> **TASK TO COMPLETE**
Each record is to be printed again precisely as it reads.

> **EXTRACTED INFORMATION**
* Start *
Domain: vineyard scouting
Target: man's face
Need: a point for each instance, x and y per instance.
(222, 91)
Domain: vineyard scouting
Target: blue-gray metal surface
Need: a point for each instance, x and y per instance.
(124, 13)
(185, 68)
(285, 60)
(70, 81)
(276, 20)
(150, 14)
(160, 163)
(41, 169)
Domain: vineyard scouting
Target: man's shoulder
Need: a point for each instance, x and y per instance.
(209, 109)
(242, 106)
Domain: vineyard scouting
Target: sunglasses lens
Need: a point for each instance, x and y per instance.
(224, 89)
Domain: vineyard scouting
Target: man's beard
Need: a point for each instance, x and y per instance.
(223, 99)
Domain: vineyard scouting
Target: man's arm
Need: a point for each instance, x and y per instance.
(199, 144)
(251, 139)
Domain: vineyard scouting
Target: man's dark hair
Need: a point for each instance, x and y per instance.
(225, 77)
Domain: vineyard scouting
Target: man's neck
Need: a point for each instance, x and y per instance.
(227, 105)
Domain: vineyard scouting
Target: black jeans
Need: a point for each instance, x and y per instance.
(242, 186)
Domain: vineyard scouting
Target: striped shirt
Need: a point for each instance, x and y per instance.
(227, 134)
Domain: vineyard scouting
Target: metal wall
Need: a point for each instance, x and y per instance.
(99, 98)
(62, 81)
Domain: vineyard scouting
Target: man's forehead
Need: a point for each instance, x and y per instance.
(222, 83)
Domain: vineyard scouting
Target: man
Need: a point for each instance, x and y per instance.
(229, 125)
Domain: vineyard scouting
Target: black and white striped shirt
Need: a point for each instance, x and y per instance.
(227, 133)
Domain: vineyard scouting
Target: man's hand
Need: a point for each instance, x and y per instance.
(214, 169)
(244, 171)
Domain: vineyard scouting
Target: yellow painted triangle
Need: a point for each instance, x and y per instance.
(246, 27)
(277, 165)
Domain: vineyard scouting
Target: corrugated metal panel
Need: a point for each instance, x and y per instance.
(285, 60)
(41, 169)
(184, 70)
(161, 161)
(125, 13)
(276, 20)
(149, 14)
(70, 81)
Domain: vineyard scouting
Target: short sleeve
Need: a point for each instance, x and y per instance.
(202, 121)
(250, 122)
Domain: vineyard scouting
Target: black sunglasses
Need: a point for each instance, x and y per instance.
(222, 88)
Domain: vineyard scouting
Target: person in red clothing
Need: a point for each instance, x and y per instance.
* End *
> **WRITTEN RESPONSE**
Domain: vineyard scouting
Target: man's face
Need: a point for each instance, x and y per instance.
(222, 91)
Domain: vineyard scouting
Target: blue-gray metal surface
Need: a point for each instance, x and y per instance.
(124, 13)
(185, 68)
(285, 60)
(70, 81)
(276, 20)
(150, 14)
(160, 163)
(41, 169)
Domain: vineyard scouting
Target: man's shoulder
Need: a point for each instance, x and y per instance.
(209, 109)
(242, 106)
Domain: vineyard scouting
Target: sunglasses lens
Need: a point for each instance, x and y per instance.
(224, 89)
Domain: vineyard scouting
Target: man's beard
Need: a point for each instance, x and y per instance.
(223, 99)
Domain: vineyard scouting
Target: man's arm
Need: a point for each instance, x and y per instance.
(199, 144)
(251, 139)
Domain: vineyard scouting
Target: man's dark hair
Need: a point for each instance, x and y per instance.
(225, 77)
Domain: vineyard scouting
Target: man's neck
Need: a point for each instance, x and y per instance.
(227, 105)
Domain: vineyard scouting
Target: black jeans
Need: a point for each instance, x and y per instance.
(242, 186)
Domain: vineyard scouting
Target: striped shirt
Need: a point for each instance, x and y per instance.
(227, 134)
Domain: vineyard scouting
Target: metal wall
Need: a point for each instance, x and y per instance.
(99, 98)
(62, 81)
Domain: vineyard scouting
Target: man's forehead
Need: a point for each instance, x and y per instance.
(222, 83)
Domain: vineyard scouting
Target: man
Need: a point for each instance, x and y per instance.
(229, 125)
Domain: vineyard scouting
Target: black and white striped shirt
Need: a point for each instance, x and y per instance.
(227, 133)
Domain: vineyard scouting
Target: man's hand
Need: a point for each instance, x and y per instance.
(214, 169)
(244, 171)
Domain: vineyard scouting
Target: yellow painted triangle
Need: a point for each instance, x and y per instance.
(246, 27)
(277, 165)
Domain: vineyard scouting
Target: corrugated metal panel
Need: a point for each instance, x and y per instance.
(285, 60)
(41, 169)
(184, 70)
(161, 161)
(125, 13)
(276, 20)
(149, 14)
(70, 81)
Domain: vineyard scouting
Target: short sleeve
Need: a point for each instance, x and y per instance.
(202, 121)
(250, 122)
Domain: vineyard scouting
Target: black sunglasses
Need: a point for each instance, x and y per instance.
(222, 88)
Domain: vineyard scouting
Target: person in red clothing
Need: a point for each instance, x and y per instance.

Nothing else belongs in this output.